(Object point labels)
####################

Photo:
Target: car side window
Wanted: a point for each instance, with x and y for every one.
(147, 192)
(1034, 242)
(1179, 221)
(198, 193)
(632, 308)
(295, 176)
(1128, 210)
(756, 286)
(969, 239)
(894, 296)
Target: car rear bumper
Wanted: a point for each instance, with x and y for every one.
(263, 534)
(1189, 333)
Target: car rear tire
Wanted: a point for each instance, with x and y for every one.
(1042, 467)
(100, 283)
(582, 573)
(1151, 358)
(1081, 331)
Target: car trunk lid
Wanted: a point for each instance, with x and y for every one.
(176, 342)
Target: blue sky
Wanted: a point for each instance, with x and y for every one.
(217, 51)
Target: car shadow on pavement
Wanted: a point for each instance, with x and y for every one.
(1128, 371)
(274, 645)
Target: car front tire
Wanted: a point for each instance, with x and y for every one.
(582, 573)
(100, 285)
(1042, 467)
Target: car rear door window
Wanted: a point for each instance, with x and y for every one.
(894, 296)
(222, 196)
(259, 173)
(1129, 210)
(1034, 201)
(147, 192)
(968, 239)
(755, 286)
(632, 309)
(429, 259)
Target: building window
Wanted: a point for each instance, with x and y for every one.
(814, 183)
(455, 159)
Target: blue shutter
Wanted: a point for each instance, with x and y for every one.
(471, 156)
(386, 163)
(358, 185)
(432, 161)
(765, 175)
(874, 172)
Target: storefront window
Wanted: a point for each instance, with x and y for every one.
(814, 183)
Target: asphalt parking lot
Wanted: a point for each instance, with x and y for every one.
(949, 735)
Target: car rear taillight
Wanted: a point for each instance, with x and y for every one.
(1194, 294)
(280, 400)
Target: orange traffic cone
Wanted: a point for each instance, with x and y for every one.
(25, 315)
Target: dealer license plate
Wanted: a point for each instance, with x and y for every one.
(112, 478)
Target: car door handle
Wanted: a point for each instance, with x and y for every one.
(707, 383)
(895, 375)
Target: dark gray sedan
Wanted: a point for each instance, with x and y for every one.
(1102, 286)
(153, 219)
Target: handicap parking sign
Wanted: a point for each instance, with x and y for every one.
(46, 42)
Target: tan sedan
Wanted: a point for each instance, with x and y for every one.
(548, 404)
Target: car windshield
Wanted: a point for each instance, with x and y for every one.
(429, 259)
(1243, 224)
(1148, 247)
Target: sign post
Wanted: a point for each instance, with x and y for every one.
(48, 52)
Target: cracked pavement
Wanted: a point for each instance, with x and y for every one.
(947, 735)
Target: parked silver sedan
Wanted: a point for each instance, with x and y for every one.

####################

Goal:
Can you reproduce all the material exactly?

Task result:
Photo:
Target: car side window
Wanted: a point for each instance, with x and y for every one.
(147, 192)
(1034, 242)
(1179, 221)
(198, 193)
(632, 308)
(295, 176)
(1128, 210)
(756, 286)
(969, 239)
(894, 296)
Target: car rear bumper
Wanted: a point for each instance, with x and y for every one.
(263, 534)
(1189, 333)
Target: car rear tire
Wanted: a point for each instance, with x and y for every one.
(1042, 467)
(100, 283)
(582, 573)
(1151, 358)
(1081, 331)
Target: car trunk lid
Wanted: a point for each instance, with x and y for every one.
(176, 342)
Target: blue sky
Wanted: a point for each instance, with x and y for every one.
(217, 51)
Target: car shadow on pavement
Wanted: a point for each instance, with x and y for every one.
(1128, 371)
(274, 645)
Target: car front tire
Wanted: a point for each instance, with x and y for every one.
(582, 573)
(100, 285)
(1042, 467)
Target: car rear door window
Wanted: a point for each instance, with x and y for every one.
(894, 296)
(222, 196)
(259, 173)
(1129, 210)
(1034, 201)
(147, 192)
(968, 239)
(755, 286)
(632, 309)
(429, 259)
Target: building window
Wanted: a point for each instance, with x and y for every one.
(814, 183)
(455, 159)
Target: blue shutter
Wanted: a point for each instance, with x and y for every one.
(471, 156)
(386, 163)
(358, 185)
(432, 161)
(765, 175)
(874, 172)
Target: storefront window
Wanted: a point for each instance, with x and y for every one.
(814, 183)
Target: asphalt parking lot
Wanted: a point for each instance, with x and y for every one.
(949, 735)
Target: car rear taillight
Wanted: a point for each instance, with x and y for every one.
(1194, 294)
(280, 400)
Target: orange traffic cone
Wanted: a point for each instance, with x and y for every one.
(25, 315)
Target: dealer license plate
Wanted: a point for each instance, with x and y for every one.
(112, 478)
Target: car door handle
Wanted: a point for each instance, with x and y for every one.
(707, 383)
(895, 375)
Target: dark gray sedan
Wanted: a point for each instance, with x and y for every one.
(1102, 286)
(153, 219)
Target: handicap parking sign
Wanted: a point for each instance, with x and y for every one.
(46, 42)
Target: tan sedan
Wanted: a point for each instance, with x and y for every one.
(548, 404)
Target: car windshield
Wanted: a point for each instance, with x and y for every one.
(429, 259)
(1243, 224)
(1148, 247)
Target: sign post
Wanted: a point for each instance, with x and y for every one.
(48, 52)
Target: cracked pavement
Wanted: a point for each instance, with x and y for every one.
(947, 735)
Target: parked silver sedan
Wanted: a point for each instance, with x and y for every one.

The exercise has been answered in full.